▶ **Data extract**
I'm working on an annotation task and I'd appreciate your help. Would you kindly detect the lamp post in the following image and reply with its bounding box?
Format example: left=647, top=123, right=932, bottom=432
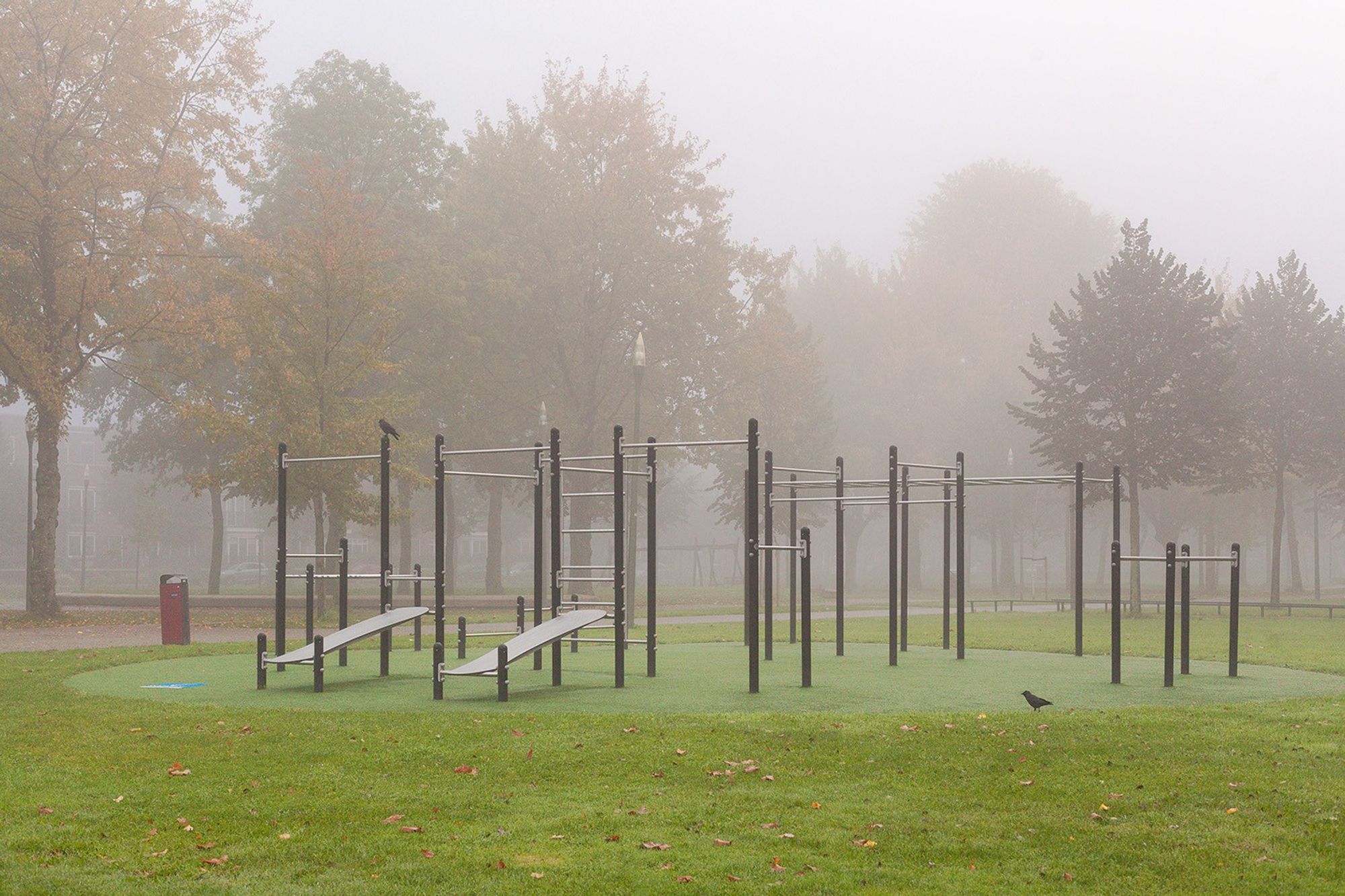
left=625, top=329, right=644, bottom=614
left=79, top=464, right=89, bottom=594
left=23, top=426, right=38, bottom=614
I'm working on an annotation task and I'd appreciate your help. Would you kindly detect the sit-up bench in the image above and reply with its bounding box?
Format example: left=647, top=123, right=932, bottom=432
left=434, top=610, right=607, bottom=702
left=257, top=607, right=430, bottom=693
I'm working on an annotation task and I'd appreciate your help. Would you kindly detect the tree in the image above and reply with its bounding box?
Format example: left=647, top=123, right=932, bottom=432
left=1224, top=251, right=1345, bottom=604
left=448, top=65, right=783, bottom=556
left=1009, top=220, right=1232, bottom=611
left=0, top=0, right=261, bottom=615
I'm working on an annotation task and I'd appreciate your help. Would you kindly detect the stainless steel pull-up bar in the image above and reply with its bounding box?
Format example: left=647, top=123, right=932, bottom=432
left=284, top=455, right=382, bottom=467
left=438, top=445, right=546, bottom=458
left=444, top=470, right=537, bottom=482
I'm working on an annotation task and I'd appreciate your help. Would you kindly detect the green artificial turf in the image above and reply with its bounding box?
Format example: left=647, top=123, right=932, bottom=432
left=69, top=643, right=1345, bottom=715
left=0, top=614, right=1345, bottom=893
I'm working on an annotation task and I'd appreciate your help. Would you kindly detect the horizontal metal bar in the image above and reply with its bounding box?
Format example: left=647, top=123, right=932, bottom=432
left=444, top=470, right=537, bottom=482
left=285, top=455, right=382, bottom=464
left=629, top=438, right=748, bottom=448
left=438, top=445, right=549, bottom=458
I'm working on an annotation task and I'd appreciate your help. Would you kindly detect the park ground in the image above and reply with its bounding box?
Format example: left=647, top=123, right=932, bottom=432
left=0, top=602, right=1345, bottom=893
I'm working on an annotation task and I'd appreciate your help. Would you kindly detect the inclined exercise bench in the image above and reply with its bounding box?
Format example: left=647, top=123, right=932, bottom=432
left=257, top=607, right=430, bottom=694
left=434, top=610, right=608, bottom=702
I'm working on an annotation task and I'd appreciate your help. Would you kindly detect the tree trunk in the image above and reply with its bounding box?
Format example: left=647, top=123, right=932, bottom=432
left=486, top=481, right=504, bottom=595
left=1126, top=479, right=1141, bottom=614
left=206, top=487, right=225, bottom=595
left=397, top=478, right=412, bottom=595
left=1270, top=467, right=1284, bottom=607
left=32, top=405, right=65, bottom=618
left=1284, top=489, right=1303, bottom=595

▶ **Exercise**
Rewrite all the entries above, putting "labeling project" wherever "annotation task" appears and keeping everything else the same. Omit the pictures.

▶ **The solution**
I'm working on an labeling project and I'd appreciate your help. Would you kindly detect the lamp post in the following image and reply with its bounding box?
Format example: left=647, top=123, right=932, bottom=432
left=625, top=329, right=644, bottom=614
left=79, top=464, right=89, bottom=594
left=23, top=426, right=38, bottom=614
I'm working on an labeling project and I'd appreciate your help. Would you kindly detect the sit-up bench in the image above and reply with its bounding box?
Format example: left=647, top=123, right=932, bottom=432
left=434, top=610, right=607, bottom=702
left=257, top=607, right=430, bottom=693
I'm working on an labeling project and I'd appreciate your help. Would you kindly detect the tree in the image above and reply with its bounding box?
Format example: left=647, top=123, right=932, bottom=432
left=1224, top=251, right=1345, bottom=604
left=448, top=65, right=783, bottom=556
left=1009, top=220, right=1232, bottom=611
left=0, top=0, right=261, bottom=615
I'm working on an labeling project and I'd appreciate your help. Would you kindly detect the stainless steel pull-up bar in the image above and reply with its bounding box?
Format example: left=647, top=123, right=932, bottom=432
left=284, top=455, right=382, bottom=467
left=438, top=445, right=546, bottom=458
left=444, top=470, right=537, bottom=482
I'm working on an labeling project and I'd appreciate your help. Would you kindly detect the green artificial turf in the image above and reply with its bounding box?
Format example: left=647, top=123, right=932, bottom=432
left=69, top=643, right=1345, bottom=715
left=0, top=614, right=1345, bottom=893
I'm working on an labeling project and I'd appreciate your help. Would you kindly detect the horizontal metal bar in the image above and reply with its bounding box?
Format example: left=647, top=123, right=932, bottom=432
left=444, top=470, right=537, bottom=482
left=285, top=455, right=382, bottom=464
left=629, top=438, right=748, bottom=448
left=438, top=445, right=549, bottom=458
I'm working on an labeling project and I'd appreciate your help. Would you kindly detect the park ground in the image above and reply with its bounding box?
Format example: left=647, top=123, right=932, bottom=432
left=0, top=602, right=1345, bottom=893
I'm working on an labeling project and I'd appreciate your help. Would you kindly detect the inclined exercise bench in the image above and reply with its bounding box?
Format example: left=647, top=123, right=932, bottom=432
left=257, top=607, right=430, bottom=694
left=434, top=610, right=608, bottom=702
I'm working on an labeling project and I'd appreciate your help. Would you kindly detect the tree trunk in the image above and reply with its bounding box?
Format example: left=647, top=123, right=932, bottom=432
left=486, top=481, right=504, bottom=595
left=1126, top=479, right=1141, bottom=614
left=206, top=487, right=225, bottom=595
left=397, top=478, right=412, bottom=595
left=1270, top=467, right=1284, bottom=607
left=32, top=405, right=65, bottom=618
left=1284, top=489, right=1303, bottom=595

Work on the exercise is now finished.